Task to carry out:
The required output consists solely of the lines from the line containing "Category: parking lot" through the end of the records, copied exactly.
[Dataset start]
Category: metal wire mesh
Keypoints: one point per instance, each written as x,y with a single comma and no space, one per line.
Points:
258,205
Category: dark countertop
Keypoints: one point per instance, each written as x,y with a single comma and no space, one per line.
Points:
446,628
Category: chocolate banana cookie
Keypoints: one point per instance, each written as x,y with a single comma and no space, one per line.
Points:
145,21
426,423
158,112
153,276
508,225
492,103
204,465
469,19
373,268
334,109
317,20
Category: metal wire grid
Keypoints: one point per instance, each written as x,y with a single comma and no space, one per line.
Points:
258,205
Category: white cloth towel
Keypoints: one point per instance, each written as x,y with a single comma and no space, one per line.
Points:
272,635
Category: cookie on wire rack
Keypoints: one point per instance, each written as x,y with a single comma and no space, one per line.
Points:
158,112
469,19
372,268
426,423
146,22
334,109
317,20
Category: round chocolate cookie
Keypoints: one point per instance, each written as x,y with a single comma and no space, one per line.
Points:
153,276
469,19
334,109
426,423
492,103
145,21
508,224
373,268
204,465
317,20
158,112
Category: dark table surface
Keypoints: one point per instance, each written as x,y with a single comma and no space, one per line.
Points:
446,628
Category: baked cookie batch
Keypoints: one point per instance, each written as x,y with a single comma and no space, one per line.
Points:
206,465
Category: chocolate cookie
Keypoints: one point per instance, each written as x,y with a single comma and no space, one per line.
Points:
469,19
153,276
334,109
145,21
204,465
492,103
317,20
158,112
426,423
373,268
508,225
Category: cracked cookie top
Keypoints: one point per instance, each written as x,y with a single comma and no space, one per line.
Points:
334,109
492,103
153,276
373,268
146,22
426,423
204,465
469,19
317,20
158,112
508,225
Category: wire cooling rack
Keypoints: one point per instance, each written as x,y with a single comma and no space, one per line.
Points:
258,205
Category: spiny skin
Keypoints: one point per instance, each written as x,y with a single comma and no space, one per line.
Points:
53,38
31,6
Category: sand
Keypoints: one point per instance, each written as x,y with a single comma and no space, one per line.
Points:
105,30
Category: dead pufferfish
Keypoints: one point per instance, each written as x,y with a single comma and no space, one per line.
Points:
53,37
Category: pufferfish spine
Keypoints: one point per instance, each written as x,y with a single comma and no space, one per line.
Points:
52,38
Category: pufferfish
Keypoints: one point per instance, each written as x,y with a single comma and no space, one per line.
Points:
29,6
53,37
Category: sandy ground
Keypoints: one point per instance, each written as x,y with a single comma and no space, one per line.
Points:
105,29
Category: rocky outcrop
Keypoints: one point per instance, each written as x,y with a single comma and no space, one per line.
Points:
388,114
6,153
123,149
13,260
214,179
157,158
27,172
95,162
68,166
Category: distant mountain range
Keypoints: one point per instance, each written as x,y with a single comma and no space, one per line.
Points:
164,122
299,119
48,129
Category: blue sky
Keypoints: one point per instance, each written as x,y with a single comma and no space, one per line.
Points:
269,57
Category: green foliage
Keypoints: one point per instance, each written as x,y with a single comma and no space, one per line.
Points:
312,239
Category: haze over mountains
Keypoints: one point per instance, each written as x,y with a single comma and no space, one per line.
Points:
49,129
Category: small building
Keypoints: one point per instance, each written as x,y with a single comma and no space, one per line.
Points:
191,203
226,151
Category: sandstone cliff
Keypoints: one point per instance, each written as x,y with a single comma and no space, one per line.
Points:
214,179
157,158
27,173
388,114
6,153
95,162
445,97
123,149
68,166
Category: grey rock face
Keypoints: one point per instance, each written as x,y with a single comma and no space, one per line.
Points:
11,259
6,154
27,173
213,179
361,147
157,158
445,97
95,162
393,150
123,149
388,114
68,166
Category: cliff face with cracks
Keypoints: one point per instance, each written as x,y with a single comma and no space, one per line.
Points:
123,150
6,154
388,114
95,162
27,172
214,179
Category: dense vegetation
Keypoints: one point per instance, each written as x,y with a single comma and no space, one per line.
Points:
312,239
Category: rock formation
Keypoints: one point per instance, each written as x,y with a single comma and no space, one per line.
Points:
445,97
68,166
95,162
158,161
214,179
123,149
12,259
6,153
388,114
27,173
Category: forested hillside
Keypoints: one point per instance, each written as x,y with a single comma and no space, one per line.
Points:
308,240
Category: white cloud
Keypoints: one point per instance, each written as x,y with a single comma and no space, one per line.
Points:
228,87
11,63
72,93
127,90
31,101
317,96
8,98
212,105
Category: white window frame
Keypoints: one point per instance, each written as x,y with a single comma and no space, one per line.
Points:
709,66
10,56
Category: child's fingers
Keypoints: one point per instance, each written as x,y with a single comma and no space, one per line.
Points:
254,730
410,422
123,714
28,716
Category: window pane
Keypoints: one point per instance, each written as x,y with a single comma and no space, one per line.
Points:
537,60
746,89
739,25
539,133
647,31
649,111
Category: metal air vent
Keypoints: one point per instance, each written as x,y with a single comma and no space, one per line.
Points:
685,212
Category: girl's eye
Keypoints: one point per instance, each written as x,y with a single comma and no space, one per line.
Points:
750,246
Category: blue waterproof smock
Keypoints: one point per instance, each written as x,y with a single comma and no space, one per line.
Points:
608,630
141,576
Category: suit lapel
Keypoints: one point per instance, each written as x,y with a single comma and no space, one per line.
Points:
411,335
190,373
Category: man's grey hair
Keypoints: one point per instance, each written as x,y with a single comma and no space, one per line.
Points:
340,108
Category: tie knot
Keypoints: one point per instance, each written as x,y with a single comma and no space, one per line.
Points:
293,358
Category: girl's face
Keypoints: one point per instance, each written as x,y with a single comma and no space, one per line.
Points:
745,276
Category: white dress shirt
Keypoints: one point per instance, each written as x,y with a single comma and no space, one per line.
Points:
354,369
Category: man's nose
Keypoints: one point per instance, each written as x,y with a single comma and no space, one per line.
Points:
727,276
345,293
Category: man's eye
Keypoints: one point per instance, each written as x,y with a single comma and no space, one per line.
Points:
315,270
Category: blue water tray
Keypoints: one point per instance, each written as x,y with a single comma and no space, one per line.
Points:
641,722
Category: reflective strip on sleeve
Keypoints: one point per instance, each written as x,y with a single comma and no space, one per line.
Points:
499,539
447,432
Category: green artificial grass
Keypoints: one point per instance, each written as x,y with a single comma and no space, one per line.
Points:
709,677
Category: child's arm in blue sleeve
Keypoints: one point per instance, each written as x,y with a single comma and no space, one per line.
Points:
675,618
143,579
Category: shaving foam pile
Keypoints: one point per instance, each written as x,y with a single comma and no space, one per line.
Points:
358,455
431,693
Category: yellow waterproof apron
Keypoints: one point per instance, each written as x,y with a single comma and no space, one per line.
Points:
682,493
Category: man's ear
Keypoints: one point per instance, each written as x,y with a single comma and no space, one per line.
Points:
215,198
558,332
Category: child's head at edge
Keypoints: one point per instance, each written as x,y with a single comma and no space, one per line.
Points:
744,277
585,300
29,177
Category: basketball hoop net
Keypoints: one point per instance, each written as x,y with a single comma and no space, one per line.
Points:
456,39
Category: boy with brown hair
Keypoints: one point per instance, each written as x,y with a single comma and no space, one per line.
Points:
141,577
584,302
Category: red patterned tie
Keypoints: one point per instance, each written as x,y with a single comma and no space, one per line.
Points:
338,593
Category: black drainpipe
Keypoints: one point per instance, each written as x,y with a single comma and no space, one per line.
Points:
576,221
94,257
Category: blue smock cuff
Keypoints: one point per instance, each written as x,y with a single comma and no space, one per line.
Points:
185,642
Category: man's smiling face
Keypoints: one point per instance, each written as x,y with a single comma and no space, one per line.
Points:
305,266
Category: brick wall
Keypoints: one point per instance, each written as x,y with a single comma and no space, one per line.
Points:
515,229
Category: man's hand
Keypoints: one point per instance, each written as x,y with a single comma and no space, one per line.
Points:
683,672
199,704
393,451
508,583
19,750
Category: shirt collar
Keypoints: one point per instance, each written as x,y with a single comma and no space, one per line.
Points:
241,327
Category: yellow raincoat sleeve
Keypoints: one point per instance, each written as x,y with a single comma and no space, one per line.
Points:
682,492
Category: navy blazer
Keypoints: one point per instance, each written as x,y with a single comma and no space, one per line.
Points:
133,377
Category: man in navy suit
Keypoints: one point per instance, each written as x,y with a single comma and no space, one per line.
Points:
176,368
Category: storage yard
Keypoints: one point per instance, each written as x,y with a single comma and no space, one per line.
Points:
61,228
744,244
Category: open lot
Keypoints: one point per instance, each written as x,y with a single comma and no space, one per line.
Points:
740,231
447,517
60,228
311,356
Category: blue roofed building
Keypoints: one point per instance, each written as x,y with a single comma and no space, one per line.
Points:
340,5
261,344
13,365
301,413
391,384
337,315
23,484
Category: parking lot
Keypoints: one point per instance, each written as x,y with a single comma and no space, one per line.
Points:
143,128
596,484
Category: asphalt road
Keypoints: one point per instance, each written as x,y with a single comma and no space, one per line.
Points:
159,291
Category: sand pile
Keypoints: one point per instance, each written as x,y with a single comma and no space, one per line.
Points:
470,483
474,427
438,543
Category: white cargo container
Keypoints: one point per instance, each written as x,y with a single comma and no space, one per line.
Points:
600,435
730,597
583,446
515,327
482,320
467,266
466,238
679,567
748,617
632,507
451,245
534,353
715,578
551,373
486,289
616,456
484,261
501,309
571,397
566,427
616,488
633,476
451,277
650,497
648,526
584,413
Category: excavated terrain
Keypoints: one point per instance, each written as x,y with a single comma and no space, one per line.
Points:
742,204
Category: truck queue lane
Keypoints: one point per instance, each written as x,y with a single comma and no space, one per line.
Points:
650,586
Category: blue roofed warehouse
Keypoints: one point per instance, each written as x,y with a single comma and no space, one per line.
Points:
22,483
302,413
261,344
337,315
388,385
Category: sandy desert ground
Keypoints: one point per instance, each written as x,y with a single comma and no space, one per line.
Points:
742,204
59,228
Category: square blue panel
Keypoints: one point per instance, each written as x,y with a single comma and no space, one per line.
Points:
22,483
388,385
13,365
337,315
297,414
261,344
[Dataset end]
Written reply:
Category: parking lot
Keypoints: one point per instance, each written as x,y with a single comma and no space, one per line.
Points:
143,128
596,484
Category: asphalt road
Keypoints: one point per instance, each written as x,y with a single comma and no space, one per line.
Points:
159,291
Category: sand pile
Keypoints: one point per instance, each written as x,y with a single comma and no space, one per line.
Points:
470,483
474,427
438,543
Category: white cargo container
Keypoints: one point per instance, each written as x,y with a single comma and no space, one per line.
Points:
600,435
730,597
583,446
515,327
482,320
467,266
466,238
679,567
748,617
632,507
451,245
534,353
715,578
551,373
486,289
616,456
484,261
501,309
571,397
566,427
616,488
633,476
451,277
650,497
648,526
584,413
Category: excavated terrain
Keypoints: one point per instance, each written as x,y with a single comma and no space, one per line.
Points:
742,204
Category: truck queue lane
Keypoints: one point per instance, each written as x,y with a single comma and no space, one per line.
Points:
650,586
Category: blue roofed warehouse
Keypoints: one point per instance, each written as x,y with a single comma and no space, one per line.
Points:
22,483
302,413
261,344
337,315
388,385
Category: sandy desert ground
Keypoints: one point per instance, each written as x,y with a single comma and no space, one per line.
Points:
742,204
59,228
Category: square blue panel
Keypoints: one point per instance, each written as x,y with a single comma and no space, one per line.
Points:
22,483
388,385
13,365
337,315
297,414
261,344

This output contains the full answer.